━━ PAGE

LE COMITÉ POUR L'ÉLIMINATION DE LA DISCRIMINATION RACIALE ACHÈVE SON DIALOGUE AVEC LA DÉLÉGATION DE L'ÉQUATEUR

05 mars 2003



CERD
62ème session
5 mars 2003
Matin



Le Comité pour l'élimination de la discrimination raciale a achevé, ce matin, son dialogue avec la délégation de l'Équateur en entendant des réponses aux questions posées hier après-midi par les membres du Comité s'agissant, notamment, des populations autochtone et afro-équatorienne; de la justice autochtone; des plaintes pour discrimination raciale; de la situation des réfugiés.
À l'issue de la discussion, le rapporteur du Comité pour l'examen du rapport équatorien, M. Tang Chengyuan, s'est notamment réjoui de l'engagement pris par la délégation de faire en sorte que soient reprises, dans le prochain rapport de l'Équateur, les questions relatives à la terre; au statut des femmes; au logement; à l'éducation; aux médias autochtones. Le Comité adoptera ultérieurement, avant la fin de la présente session, ses observations finales sur le rapport équatorien.
La délégation, dirigée par M. Roberto Ponce Alvarado, Sous-Secrétaire aux relations multilatérales au sein du Ministère des relations extérieures de l'Équateur, a notamment indiqué que le pays reconnaît aux autorités des peuples autochtones la capacité d'exercer des fonctions de justice en appliquant pour la résolution des conflits internes des normes et des procédures propres à ces communautés, pourvu qu'elles ne soient pas contraires à la Constitution ou à la loi. La délégation a par ailleurs expliqué qu'il n'y a pas eu dans le pays d'incidents sérieux de discrimination raciale. En revanche, les migrations internes de la campagne vers la ville sont un phénomène social qui pose un certain nombre de problèmes, notamment l'exclusion socio-économique.
Les membres suivants du Comité ont pris la parole dans le cadre du dialogue de cet après-midi : MM. José A. Lindgren Alves, Morten Kjaerum, Mahmoud Aboul-Nasr, Nourredine Amir, Régis de Gouttes, Raghavan Vasudevan Pillai, Patrick Thornberry, Mario Jorge Ytzis.

━━━━
━━ LIGNES

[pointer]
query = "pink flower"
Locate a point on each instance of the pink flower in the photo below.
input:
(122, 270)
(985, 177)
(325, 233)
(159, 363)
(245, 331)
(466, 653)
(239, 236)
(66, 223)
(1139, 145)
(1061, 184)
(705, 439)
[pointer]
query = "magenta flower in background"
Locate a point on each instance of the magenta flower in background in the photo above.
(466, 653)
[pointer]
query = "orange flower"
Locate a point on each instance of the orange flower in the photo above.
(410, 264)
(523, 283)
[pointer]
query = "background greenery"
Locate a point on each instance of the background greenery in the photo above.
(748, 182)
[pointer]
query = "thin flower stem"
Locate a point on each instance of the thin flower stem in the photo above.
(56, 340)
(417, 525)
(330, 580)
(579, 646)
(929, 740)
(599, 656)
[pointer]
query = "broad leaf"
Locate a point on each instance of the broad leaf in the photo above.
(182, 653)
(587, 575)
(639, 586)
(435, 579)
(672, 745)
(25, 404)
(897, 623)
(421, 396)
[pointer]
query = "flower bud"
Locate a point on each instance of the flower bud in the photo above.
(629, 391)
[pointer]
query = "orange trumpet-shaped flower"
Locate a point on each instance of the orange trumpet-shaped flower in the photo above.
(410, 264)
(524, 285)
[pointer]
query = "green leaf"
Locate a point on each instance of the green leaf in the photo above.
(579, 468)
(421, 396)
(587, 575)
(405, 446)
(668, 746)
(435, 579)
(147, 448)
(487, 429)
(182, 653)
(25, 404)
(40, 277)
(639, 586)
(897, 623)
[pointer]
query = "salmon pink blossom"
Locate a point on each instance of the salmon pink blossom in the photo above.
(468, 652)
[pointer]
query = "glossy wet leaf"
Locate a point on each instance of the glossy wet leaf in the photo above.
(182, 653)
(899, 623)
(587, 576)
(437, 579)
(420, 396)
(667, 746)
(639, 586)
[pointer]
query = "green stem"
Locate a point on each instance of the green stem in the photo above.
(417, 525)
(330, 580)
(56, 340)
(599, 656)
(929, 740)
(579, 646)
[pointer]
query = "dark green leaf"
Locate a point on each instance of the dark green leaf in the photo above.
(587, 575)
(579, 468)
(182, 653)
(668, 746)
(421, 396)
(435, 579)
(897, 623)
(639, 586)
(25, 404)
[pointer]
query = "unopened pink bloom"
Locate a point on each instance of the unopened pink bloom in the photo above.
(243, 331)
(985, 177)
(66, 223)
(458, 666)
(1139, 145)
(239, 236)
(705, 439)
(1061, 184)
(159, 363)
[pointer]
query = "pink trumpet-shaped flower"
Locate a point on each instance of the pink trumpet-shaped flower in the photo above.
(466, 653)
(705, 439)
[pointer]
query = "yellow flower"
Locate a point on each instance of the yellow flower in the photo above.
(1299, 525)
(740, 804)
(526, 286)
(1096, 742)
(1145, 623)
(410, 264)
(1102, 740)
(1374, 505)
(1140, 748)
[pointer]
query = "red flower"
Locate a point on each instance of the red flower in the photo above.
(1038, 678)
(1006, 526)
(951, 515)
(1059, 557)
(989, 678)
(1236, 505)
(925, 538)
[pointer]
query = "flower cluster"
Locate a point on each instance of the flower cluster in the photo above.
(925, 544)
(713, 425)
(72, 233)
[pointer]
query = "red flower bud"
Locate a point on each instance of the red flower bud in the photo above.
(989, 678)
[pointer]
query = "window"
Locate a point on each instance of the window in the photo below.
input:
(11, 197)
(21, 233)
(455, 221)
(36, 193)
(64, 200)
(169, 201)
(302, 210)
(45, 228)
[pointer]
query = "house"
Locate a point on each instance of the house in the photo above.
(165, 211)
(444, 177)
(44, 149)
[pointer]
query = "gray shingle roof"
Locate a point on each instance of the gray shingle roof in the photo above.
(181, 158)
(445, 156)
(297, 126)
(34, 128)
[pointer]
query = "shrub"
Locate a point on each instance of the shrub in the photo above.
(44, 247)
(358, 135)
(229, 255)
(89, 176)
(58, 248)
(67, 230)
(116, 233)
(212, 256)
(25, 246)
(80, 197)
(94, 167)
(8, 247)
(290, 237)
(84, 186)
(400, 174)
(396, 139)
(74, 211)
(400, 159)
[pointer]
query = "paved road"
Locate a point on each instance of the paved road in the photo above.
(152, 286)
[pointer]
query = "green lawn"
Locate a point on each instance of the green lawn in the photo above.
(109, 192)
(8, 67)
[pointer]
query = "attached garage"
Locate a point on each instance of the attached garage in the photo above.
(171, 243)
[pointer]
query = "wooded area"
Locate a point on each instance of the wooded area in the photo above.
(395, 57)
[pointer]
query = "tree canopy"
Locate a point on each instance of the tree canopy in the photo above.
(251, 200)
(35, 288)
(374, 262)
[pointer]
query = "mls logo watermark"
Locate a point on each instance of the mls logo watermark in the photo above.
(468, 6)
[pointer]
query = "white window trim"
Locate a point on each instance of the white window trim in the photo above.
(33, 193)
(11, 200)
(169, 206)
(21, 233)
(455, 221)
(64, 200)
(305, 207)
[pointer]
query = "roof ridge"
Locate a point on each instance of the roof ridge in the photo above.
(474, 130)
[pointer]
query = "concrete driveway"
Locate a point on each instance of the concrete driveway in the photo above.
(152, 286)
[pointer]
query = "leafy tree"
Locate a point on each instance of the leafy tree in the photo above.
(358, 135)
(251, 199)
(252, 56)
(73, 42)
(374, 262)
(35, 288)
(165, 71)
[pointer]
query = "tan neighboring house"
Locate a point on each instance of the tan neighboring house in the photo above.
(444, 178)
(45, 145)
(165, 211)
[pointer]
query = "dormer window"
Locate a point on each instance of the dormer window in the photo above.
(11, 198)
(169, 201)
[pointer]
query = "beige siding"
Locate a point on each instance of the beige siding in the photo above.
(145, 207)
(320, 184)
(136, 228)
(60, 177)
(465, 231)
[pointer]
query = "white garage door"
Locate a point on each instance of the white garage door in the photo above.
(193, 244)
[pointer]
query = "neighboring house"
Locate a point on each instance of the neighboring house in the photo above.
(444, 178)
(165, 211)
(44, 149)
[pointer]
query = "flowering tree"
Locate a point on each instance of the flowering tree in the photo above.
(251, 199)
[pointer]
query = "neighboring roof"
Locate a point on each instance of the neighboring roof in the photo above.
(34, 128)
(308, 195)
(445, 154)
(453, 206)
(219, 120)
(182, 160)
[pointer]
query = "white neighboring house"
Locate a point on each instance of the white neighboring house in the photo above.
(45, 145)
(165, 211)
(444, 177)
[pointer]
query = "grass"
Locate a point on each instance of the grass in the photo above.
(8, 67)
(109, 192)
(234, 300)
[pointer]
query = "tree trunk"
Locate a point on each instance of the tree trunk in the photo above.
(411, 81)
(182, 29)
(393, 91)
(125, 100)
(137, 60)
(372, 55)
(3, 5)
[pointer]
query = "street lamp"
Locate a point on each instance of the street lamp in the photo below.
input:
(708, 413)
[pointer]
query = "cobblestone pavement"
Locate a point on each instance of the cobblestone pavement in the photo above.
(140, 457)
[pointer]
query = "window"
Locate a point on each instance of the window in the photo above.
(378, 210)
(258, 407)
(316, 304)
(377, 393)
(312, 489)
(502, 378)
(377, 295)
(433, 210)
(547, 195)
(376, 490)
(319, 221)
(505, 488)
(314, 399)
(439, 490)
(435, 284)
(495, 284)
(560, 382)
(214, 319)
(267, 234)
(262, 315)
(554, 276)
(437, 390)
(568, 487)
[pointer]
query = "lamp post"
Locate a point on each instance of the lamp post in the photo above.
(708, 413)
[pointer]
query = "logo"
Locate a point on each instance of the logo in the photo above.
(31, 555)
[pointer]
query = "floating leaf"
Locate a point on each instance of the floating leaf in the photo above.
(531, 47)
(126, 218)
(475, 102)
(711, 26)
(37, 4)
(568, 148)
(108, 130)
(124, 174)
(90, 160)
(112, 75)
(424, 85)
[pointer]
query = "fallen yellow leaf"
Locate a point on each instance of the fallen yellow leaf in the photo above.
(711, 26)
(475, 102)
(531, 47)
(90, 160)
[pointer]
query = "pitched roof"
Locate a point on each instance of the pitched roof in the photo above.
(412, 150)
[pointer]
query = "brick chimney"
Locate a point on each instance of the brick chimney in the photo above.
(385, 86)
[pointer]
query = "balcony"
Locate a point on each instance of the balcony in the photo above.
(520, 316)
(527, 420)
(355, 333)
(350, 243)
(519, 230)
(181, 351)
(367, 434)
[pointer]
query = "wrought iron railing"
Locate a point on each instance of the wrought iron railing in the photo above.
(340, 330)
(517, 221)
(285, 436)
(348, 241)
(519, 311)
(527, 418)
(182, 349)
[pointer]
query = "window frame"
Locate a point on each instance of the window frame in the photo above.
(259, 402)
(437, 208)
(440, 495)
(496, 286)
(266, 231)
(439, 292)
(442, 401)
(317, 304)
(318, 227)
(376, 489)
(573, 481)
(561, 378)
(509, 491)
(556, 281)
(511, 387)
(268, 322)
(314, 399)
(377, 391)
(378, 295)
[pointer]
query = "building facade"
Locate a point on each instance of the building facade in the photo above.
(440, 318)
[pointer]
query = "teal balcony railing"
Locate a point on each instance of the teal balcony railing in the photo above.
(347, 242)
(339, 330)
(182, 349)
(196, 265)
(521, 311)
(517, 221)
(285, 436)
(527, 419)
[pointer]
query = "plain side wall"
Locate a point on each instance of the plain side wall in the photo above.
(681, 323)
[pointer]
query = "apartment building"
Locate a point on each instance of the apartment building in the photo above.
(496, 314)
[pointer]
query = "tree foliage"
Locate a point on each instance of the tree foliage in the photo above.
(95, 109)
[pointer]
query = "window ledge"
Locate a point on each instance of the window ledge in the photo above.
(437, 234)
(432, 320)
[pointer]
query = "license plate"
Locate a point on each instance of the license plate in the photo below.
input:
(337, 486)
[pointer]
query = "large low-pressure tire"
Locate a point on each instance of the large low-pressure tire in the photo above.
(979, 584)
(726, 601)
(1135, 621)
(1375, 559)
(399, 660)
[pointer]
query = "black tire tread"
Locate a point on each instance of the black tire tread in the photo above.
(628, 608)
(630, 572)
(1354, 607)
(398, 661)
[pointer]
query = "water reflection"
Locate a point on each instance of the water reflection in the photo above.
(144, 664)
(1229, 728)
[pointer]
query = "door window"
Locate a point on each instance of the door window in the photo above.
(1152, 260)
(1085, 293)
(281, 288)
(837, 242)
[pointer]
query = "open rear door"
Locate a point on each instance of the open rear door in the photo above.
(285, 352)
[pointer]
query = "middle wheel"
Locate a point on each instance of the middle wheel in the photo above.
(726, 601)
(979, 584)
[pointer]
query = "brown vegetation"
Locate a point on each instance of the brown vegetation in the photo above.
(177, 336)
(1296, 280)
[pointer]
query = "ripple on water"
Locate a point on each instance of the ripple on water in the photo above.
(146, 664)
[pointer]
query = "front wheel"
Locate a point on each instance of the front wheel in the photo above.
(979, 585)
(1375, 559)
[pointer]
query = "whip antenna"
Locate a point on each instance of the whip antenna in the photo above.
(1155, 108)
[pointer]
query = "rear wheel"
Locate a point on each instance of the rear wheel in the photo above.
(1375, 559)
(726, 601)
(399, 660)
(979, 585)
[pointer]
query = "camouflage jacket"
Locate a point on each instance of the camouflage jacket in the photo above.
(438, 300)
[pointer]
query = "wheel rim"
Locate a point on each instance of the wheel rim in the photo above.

━━━━

Veuillez restituer à l'identique le passage de la page qui va de "LE COMITÉ POUR L'ÉLIMINATION DE LA DISCRIMINATION RACIALE ACHÈVE" jusqu'à "situation des réfugiés.".

LE COMITÉ POUR L'ÉLIMINATION DE LA DISCRIMINATION RACIALE ACHÈVE SON DIALOGUE AVEC LA DÉLÉGATION DE L'ÉQUATEUR

05 mars 2003



CERD
62ème session
5 mars 2003
Matin



Le Comité pour l'élimination de la discrimination raciale a achevé, ce matin, son dialogue avec la délégation de l'Équateur en entendant des réponses aux questions posées hier après-midi par les membres du Comité s'agissant, notamment, des populations autochtone et afro-équatorienne; de la justice autochtone; des plaintes pour discrimination raciale; de la situation des réfugiés.